» **Selected extract**
Clara Schumann: Five ingredients for a child prodigy (+video)

2. Attention to detail

Johnny Green/AP
German violin prodigy Maria Elizabeth Lott, 14, serenades auction-goers in 2001 with a performance on a Stradivarius violin.

Clara Schumann was legendary for being a stickler for the small stuff. In her biography, Nancy Reich quotes Schumann's daughter, Eugenie, as saying that her mother never allowed "the smallest inexactitude to pass."

"Do you think Beethoven would have taken the trouble to write all this notation, dots, ties, crochets here, quavers there, if he had meant it to be otherwise?" Schumann asked Eugenie.

Reich quotes another of Schumann's students, Adelina de Lara, who said of her teacher, "Her vigilance never relaxed in matters of tone-quality, rhythm and phrasing; in short, she treated the pianoforte as an orchestra and required her pupils to consider every minute phrase and to express it as though it were given to a separate instrument."

» **Data records**

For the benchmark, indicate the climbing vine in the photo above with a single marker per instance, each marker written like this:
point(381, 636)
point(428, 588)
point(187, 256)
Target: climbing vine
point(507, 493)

» **Tasks and exercises**
1. In the piece on Clara Schumann, what did her daughter Eugenie say her mother never allowed?
2. In the Clara Schumann piece, list every kind of musical notation Schumann names in her question to Eugenie about Beethoven.
3. Continue the Clara Schumann piece from where it stops.

» **Solved tasks**
1. She never allowed "the smallest inexactitude to pass."

2. Dots, ties, crochets, quavers

3.
This punctiliousness is typical of child prodigies of all domains. The same researchers who discovered that the child prodigies had extraordinary working memories also noticed that the prodigies had an unusually high number of close relatives that had been diagnosed with autism. When the researchers tested the prodigies for traits associated with an autism diagnosis, they found extremely high levels of a single trait: attention to detail.

The researchers write: "The prodigies did not, however, display many of the other traits typically associated with autism. This result raises the possibility of a moderated autism that actually enables the prodigies' extraordinary talent."